> **What is being asked**
Look through the entries for the string "stone", and copy each line that holds it.

[Collection entries]
__________________________________________________
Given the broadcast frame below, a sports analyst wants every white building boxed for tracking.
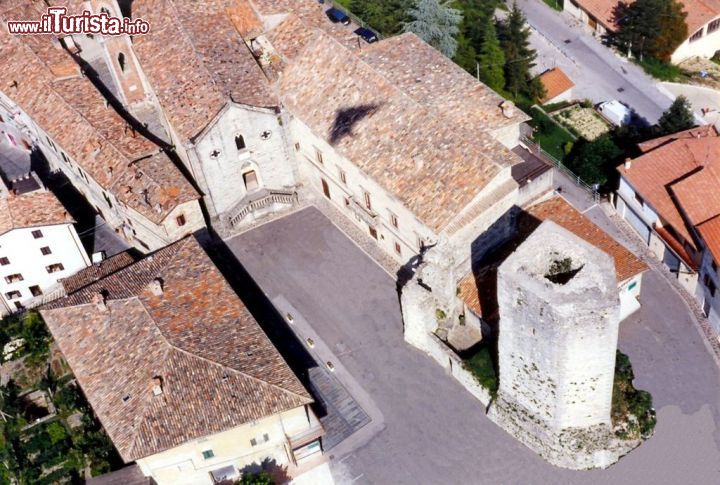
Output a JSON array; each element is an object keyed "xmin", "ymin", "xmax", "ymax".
[
  {"xmin": 41, "ymin": 238, "xmax": 324, "ymax": 484},
  {"xmin": 615, "ymin": 126, "xmax": 720, "ymax": 333},
  {"xmin": 0, "ymin": 1, "xmax": 206, "ymax": 254},
  {"xmin": 564, "ymin": 0, "xmax": 720, "ymax": 64},
  {"xmin": 0, "ymin": 188, "xmax": 89, "ymax": 315}
]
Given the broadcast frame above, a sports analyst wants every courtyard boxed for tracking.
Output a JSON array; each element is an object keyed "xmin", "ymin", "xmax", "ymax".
[{"xmin": 227, "ymin": 206, "xmax": 720, "ymax": 484}]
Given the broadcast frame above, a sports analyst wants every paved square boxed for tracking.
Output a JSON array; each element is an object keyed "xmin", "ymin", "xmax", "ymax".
[{"xmin": 227, "ymin": 207, "xmax": 720, "ymax": 484}]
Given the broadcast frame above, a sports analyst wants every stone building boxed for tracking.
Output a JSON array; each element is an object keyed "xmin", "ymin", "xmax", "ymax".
[
  {"xmin": 487, "ymin": 221, "xmax": 636, "ymax": 469},
  {"xmin": 41, "ymin": 237, "xmax": 324, "ymax": 484},
  {"xmin": 0, "ymin": 0, "xmax": 205, "ymax": 253},
  {"xmin": 76, "ymin": 0, "xmax": 547, "ymax": 266}
]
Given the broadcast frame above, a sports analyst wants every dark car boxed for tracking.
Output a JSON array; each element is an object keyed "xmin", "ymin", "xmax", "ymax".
[
  {"xmin": 354, "ymin": 27, "xmax": 378, "ymax": 43},
  {"xmin": 326, "ymin": 7, "xmax": 351, "ymax": 25}
]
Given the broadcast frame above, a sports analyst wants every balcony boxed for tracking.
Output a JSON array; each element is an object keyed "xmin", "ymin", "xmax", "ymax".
[{"xmin": 347, "ymin": 195, "xmax": 377, "ymax": 227}]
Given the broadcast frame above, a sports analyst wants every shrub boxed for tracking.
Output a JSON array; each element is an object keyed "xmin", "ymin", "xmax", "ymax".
[
  {"xmin": 237, "ymin": 471, "xmax": 275, "ymax": 485},
  {"xmin": 612, "ymin": 350, "xmax": 656, "ymax": 439},
  {"xmin": 463, "ymin": 344, "xmax": 498, "ymax": 397}
]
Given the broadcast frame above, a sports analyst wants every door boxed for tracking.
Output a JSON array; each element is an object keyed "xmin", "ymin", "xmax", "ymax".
[
  {"xmin": 663, "ymin": 247, "xmax": 681, "ymax": 274},
  {"xmin": 243, "ymin": 170, "xmax": 259, "ymax": 192},
  {"xmin": 321, "ymin": 178, "xmax": 330, "ymax": 199}
]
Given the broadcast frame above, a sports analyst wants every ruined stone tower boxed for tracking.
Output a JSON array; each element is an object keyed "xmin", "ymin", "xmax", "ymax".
[{"xmin": 488, "ymin": 221, "xmax": 633, "ymax": 469}]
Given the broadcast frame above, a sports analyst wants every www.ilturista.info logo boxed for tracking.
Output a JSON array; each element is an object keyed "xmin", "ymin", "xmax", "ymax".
[{"xmin": 6, "ymin": 7, "xmax": 150, "ymax": 36}]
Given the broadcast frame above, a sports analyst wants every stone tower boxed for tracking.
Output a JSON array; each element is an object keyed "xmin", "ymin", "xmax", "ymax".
[{"xmin": 487, "ymin": 221, "xmax": 631, "ymax": 469}]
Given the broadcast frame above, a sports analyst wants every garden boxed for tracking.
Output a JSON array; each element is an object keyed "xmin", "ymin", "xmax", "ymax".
[
  {"xmin": 0, "ymin": 311, "xmax": 122, "ymax": 484},
  {"xmin": 554, "ymin": 105, "xmax": 611, "ymax": 141}
]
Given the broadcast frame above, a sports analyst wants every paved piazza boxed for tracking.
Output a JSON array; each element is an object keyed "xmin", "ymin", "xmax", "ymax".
[{"xmin": 227, "ymin": 207, "xmax": 720, "ymax": 484}]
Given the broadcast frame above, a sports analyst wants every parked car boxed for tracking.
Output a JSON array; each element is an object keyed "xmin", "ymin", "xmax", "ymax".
[
  {"xmin": 326, "ymin": 7, "xmax": 351, "ymax": 25},
  {"xmin": 354, "ymin": 27, "xmax": 378, "ymax": 43}
]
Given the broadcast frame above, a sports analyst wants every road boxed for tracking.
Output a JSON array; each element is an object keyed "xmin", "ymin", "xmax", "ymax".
[
  {"xmin": 228, "ymin": 206, "xmax": 720, "ymax": 485},
  {"xmin": 515, "ymin": 0, "xmax": 673, "ymax": 123}
]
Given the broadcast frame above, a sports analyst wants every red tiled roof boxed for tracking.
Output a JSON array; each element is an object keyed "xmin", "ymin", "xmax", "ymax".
[
  {"xmin": 697, "ymin": 215, "xmax": 720, "ymax": 264},
  {"xmin": 638, "ymin": 125, "xmax": 718, "ymax": 153},
  {"xmin": 572, "ymin": 0, "xmax": 720, "ymax": 34},
  {"xmin": 538, "ymin": 68, "xmax": 574, "ymax": 103},
  {"xmin": 41, "ymin": 238, "xmax": 312, "ymax": 461},
  {"xmin": 0, "ymin": 192, "xmax": 72, "ymax": 236},
  {"xmin": 458, "ymin": 196, "xmax": 647, "ymax": 318}
]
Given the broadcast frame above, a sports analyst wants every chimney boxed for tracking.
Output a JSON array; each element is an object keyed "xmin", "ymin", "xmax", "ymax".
[
  {"xmin": 151, "ymin": 376, "xmax": 163, "ymax": 396},
  {"xmin": 92, "ymin": 291, "xmax": 108, "ymax": 312},
  {"xmin": 500, "ymin": 100, "xmax": 516, "ymax": 119},
  {"xmin": 624, "ymin": 158, "xmax": 632, "ymax": 170},
  {"xmin": 148, "ymin": 278, "xmax": 164, "ymax": 296}
]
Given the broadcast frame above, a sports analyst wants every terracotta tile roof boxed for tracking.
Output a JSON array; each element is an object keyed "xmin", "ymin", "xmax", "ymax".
[
  {"xmin": 132, "ymin": 0, "xmax": 275, "ymax": 141},
  {"xmin": 524, "ymin": 197, "xmax": 648, "ymax": 282},
  {"xmin": 537, "ymin": 68, "xmax": 575, "ymax": 103},
  {"xmin": 619, "ymin": 135, "xmax": 720, "ymax": 246},
  {"xmin": 279, "ymin": 31, "xmax": 522, "ymax": 233},
  {"xmin": 0, "ymin": 191, "xmax": 72, "ymax": 236},
  {"xmin": 572, "ymin": 0, "xmax": 720, "ymax": 35},
  {"xmin": 0, "ymin": 17, "xmax": 199, "ymax": 224},
  {"xmin": 253, "ymin": 0, "xmax": 359, "ymax": 59},
  {"xmin": 638, "ymin": 125, "xmax": 718, "ymax": 153},
  {"xmin": 458, "ymin": 197, "xmax": 647, "ymax": 318},
  {"xmin": 41, "ymin": 238, "xmax": 312, "ymax": 462},
  {"xmin": 697, "ymin": 215, "xmax": 720, "ymax": 263},
  {"xmin": 60, "ymin": 251, "xmax": 138, "ymax": 294},
  {"xmin": 357, "ymin": 33, "xmax": 526, "ymax": 132}
]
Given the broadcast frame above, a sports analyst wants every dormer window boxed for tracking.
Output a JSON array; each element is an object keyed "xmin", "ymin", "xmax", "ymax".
[{"xmin": 235, "ymin": 134, "xmax": 246, "ymax": 151}]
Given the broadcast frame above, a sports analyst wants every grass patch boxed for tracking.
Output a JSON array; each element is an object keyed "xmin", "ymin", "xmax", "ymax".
[
  {"xmin": 528, "ymin": 107, "xmax": 576, "ymax": 161},
  {"xmin": 542, "ymin": 0, "xmax": 563, "ymax": 11},
  {"xmin": 463, "ymin": 343, "xmax": 498, "ymax": 397},
  {"xmin": 636, "ymin": 58, "xmax": 688, "ymax": 82},
  {"xmin": 612, "ymin": 350, "xmax": 656, "ymax": 440}
]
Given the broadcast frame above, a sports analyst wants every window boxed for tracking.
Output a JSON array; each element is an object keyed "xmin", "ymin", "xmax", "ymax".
[
  {"xmin": 690, "ymin": 28, "xmax": 704, "ymax": 42},
  {"xmin": 709, "ymin": 18, "xmax": 720, "ymax": 34},
  {"xmin": 628, "ymin": 281, "xmax": 638, "ymax": 292},
  {"xmin": 46, "ymin": 263, "xmax": 64, "ymax": 273},
  {"xmin": 118, "ymin": 52, "xmax": 126, "ymax": 72},
  {"xmin": 243, "ymin": 170, "xmax": 259, "ymax": 192},
  {"xmin": 389, "ymin": 212, "xmax": 398, "ymax": 229},
  {"xmin": 262, "ymin": 433, "xmax": 270, "ymax": 443},
  {"xmin": 315, "ymin": 148, "xmax": 323, "ymax": 165},
  {"xmin": 201, "ymin": 449, "xmax": 215, "ymax": 460},
  {"xmin": 712, "ymin": 259, "xmax": 718, "ymax": 273},
  {"xmin": 4, "ymin": 274, "xmax": 23, "ymax": 284},
  {"xmin": 417, "ymin": 237, "xmax": 424, "ymax": 251},
  {"xmin": 29, "ymin": 285, "xmax": 42, "ymax": 297},
  {"xmin": 32, "ymin": 230, "xmax": 43, "ymax": 239},
  {"xmin": 61, "ymin": 152, "xmax": 69, "ymax": 164},
  {"xmin": 395, "ymin": 241, "xmax": 402, "ymax": 255},
  {"xmin": 235, "ymin": 134, "xmax": 246, "ymax": 151},
  {"xmin": 364, "ymin": 191, "xmax": 372, "ymax": 211},
  {"xmin": 250, "ymin": 438, "xmax": 258, "ymax": 447},
  {"xmin": 176, "ymin": 214, "xmax": 186, "ymax": 227},
  {"xmin": 210, "ymin": 149, "xmax": 220, "ymax": 159},
  {"xmin": 40, "ymin": 246, "xmax": 52, "ymax": 256},
  {"xmin": 294, "ymin": 142, "xmax": 300, "ymax": 151},
  {"xmin": 369, "ymin": 227, "xmax": 378, "ymax": 240},
  {"xmin": 339, "ymin": 168, "xmax": 347, "ymax": 185},
  {"xmin": 710, "ymin": 280, "xmax": 717, "ymax": 298},
  {"xmin": 634, "ymin": 192, "xmax": 644, "ymax": 206},
  {"xmin": 5, "ymin": 290, "xmax": 21, "ymax": 300},
  {"xmin": 103, "ymin": 192, "xmax": 113, "ymax": 208},
  {"xmin": 0, "ymin": 257, "xmax": 9, "ymax": 266},
  {"xmin": 13, "ymin": 302, "xmax": 24, "ymax": 311}
]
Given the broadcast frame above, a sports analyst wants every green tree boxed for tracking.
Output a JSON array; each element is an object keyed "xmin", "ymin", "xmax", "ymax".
[
  {"xmin": 478, "ymin": 16, "xmax": 506, "ymax": 92},
  {"xmin": 237, "ymin": 471, "xmax": 274, "ymax": 485},
  {"xmin": 614, "ymin": 0, "xmax": 687, "ymax": 61},
  {"xmin": 403, "ymin": 0, "xmax": 463, "ymax": 58},
  {"xmin": 348, "ymin": 0, "xmax": 412, "ymax": 37},
  {"xmin": 566, "ymin": 135, "xmax": 622, "ymax": 185},
  {"xmin": 656, "ymin": 95, "xmax": 695, "ymax": 135},
  {"xmin": 47, "ymin": 422, "xmax": 67, "ymax": 445},
  {"xmin": 497, "ymin": 3, "xmax": 542, "ymax": 100}
]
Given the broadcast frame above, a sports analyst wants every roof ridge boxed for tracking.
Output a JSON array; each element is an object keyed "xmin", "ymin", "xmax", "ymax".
[{"xmin": 167, "ymin": 344, "xmax": 312, "ymax": 404}]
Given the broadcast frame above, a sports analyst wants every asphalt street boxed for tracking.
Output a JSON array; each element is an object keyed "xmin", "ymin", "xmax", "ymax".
[{"xmin": 516, "ymin": 0, "xmax": 674, "ymax": 123}]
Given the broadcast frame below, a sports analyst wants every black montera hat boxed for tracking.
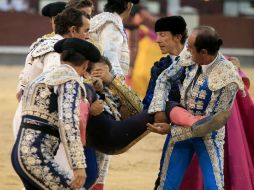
__________________________________________________
> **Output for this task**
Given the broadcast frame above, a sports analyst wants every stone building boxed for tracking.
Given the broadcast frame above, a sports analyst wants every ruined stone tower boxed for tracking.
Given the broadcast frame above, a sports analyst wants every stone tower boxed for tracking.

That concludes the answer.